Job 1: Pick out every line in the rows below that contains the string "audit", and copy each of those lines.

Source passage:
First, as I mentioned, today was Renee's birthday. This year (especially the last few months) has been extremely difficult on her and she has been rather sad. Last night after I took her home from work, in darkness and secret, I went and picked up a birthday cake for her (German Chocolate from Roth's; her favorite) took it back to the office with me and then proceeded to decorate her office with balloons and streamers. I also had the others at work sign a card for her, and left in on her desk along with a separate card from me and the above mentioned presents (day planner, journal, and a case of mochas). When she came in this morning she was pleasantly surprised and even a little emotional, but happy.

Job 2: Please continue the birthday passage above from the point where it stops.

Given records:

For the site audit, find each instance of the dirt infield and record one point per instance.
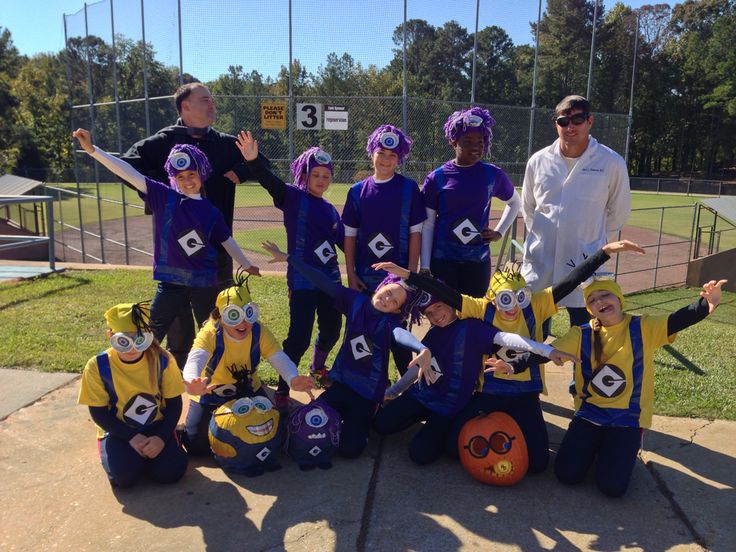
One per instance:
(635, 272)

* * *

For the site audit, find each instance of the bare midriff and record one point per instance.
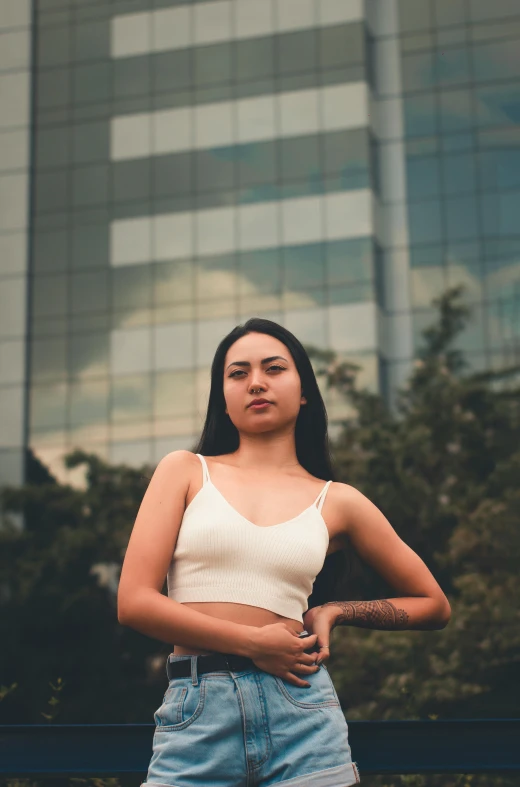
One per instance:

Written response 1:
For the site audit, find each instance of the dirt infield and record one point per instance.
For the site audit, find each instance of the bare midriff and record one point per instance.

Written response 2:
The second selfish act: Tucks has been having a really rough month. She has been battling a case of pneumonia, her husband is on his "lay off time", and things are all around tight for her. She has been juggling a million things and struggling a ton with all of it. Her and her husband get no assistance from the State and were in desperate need of groceries. Her husband had gone to get a food box today (you are only allowed one per month per family in Marion/Polk, something I didn't know) and not that they were not grateful for the help, but all it consisted of was a small roast, a frozen chunk of cheese, three cans of corn, a loaf of bread, some beans, a can of chili, and one cup'o'noodles... For a family of three. Now, I realize (as does she) that this time of year is a struggle for the food banks and they are inundated with the hungry, and the current economic climate doesn't help, and it sucks. As much as I bitch about her sometimes, I love Tucks dearly and in my heart I just knew I had to help her. Things for Collin and I have started looking very "up" and I want to be able to share that joy with others. I made up my mind before I ever left work and when I got home I told Collin that I wanted to help her and her family. He understood and indulged me, and after we had dinner we went to Costco. I bought her almost a cart full of soup and ramen and crackers and instant mashed potatoes (and I threw in a box of Oreos; she has a teenage daughter). After we were done we ran home so I could get my office keys, and I also grabbed a jar of peanut butter and a jar of grape jelly out of the pantry to go with the bread we bought. We went to the office and I decorated her desk with all the food, and left a simple note that reads: "You are loved! Pay it forward. =) "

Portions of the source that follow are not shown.